● **Short problem**
Give every name shown in the headings of the forum thread below, with the date that follows each name.

● **Passage**
§
Ray Allen sleeve review...

1.5 Woofs (out of 5)
http://www.youtube.com/watch?v=kkxezB5OC9Y


----------



## Christopher Jones (Feb 17, 2009)

Joby Becker said:


> ok so I tried the phone book just now...on myself with my own dog..doesnt really show what I was meaning to say...LOL...
> 
> did it exposed first, standing up, dog had some small issue with it the first time, (she was like WTF?), I then put on a sweatshirt, which was a bad idea  the targeting suffered , and then she moved off of it to the elbow..
> 
> ...


 She has higher phonebook drive than Ghandi. She must be worth more than him.
You really do seem to have too much alcohol effected free time on your hands lol


----------



## Joby Becker (Dec 13, 2009)

Christopher Jones said:


> She has higher phonebook drive than Ghandi. She must be worth more than him.
> You really do seem to have too much alcohol effected free time on your hands lol


nah...been good...first time I had a couple in weeks... had 2 doubles...now drinkin coffee


----------



## Brian McQuain (Oct 21, 2009)

Joby Becker said:


> Ray Allen sleeve review...
> 
> 1.5 Woofs (out of 5)
> http://www.youtube.com/watch?v=kkxezB5OC9Y


 
LMAO! 

$90k at least for her.


----------



## mike suttle (Feb 19, 2008)

Those videos are funny Joby, I'm not sure why they made me laugh but they did, especially the second video. I just pictured you home alone bored, drinking, thinking about wrapping a phone book around your arm and letting your dog bite you........on video. Ha ha. Don't you have anything better to do??
I want my dog back man! LOL


----------



## Thomas Barriano (Mar 27, 2006)

I"ll go down to Ray Allen Monday and tell them they need a warning label on their catalog. "this catalog is not intended to replace our hidden sleeves"


----------



## Bob Scott (Mar 30, 2006)
§
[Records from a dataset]
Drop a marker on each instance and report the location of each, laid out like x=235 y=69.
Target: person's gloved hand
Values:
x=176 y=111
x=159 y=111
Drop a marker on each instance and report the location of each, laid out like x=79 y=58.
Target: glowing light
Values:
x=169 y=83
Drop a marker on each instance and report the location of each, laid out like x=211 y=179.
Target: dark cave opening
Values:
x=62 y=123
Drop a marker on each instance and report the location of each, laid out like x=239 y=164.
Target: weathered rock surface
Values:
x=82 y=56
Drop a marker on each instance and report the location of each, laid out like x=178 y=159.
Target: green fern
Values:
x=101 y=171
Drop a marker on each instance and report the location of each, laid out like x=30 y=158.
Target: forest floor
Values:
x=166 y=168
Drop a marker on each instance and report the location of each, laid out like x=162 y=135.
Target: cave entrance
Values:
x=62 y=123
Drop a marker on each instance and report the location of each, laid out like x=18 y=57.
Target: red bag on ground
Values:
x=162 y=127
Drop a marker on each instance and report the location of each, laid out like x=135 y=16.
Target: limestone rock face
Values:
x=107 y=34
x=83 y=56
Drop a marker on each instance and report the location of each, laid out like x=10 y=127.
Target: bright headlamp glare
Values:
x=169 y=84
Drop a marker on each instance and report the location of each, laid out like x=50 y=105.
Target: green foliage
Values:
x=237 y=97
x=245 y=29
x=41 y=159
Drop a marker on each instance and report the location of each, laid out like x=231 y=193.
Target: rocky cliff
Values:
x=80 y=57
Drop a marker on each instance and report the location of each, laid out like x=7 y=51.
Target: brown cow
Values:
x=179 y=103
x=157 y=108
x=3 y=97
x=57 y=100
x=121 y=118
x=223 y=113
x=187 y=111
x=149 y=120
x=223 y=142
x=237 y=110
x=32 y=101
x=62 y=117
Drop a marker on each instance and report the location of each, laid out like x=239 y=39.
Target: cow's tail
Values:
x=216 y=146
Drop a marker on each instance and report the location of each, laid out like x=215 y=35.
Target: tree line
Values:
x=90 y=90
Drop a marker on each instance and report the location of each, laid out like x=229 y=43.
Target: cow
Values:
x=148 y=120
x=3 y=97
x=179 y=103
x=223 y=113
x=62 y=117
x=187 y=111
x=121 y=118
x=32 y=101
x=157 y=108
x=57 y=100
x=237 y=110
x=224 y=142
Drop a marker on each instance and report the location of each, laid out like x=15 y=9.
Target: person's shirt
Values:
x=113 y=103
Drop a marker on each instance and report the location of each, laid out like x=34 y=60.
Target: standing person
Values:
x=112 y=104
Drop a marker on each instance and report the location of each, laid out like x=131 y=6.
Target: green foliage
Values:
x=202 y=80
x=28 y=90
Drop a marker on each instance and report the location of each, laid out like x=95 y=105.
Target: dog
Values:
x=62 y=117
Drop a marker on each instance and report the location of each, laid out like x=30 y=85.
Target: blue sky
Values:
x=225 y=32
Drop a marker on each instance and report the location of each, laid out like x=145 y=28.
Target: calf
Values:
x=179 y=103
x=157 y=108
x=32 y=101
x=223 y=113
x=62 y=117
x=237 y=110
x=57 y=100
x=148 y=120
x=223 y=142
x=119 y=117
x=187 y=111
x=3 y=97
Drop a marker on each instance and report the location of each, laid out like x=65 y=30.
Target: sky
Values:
§
● **Exercise output**
Christopher Jones (Feb 17, 2009)
Joby Becker (Dec 13, 2009)
Brian McQuain (Oct 21, 2009)
mike suttle (Feb 19, 2008)
Thomas Barriano (Mar 27, 2006)
Bob Scott (Mar 30, 2006)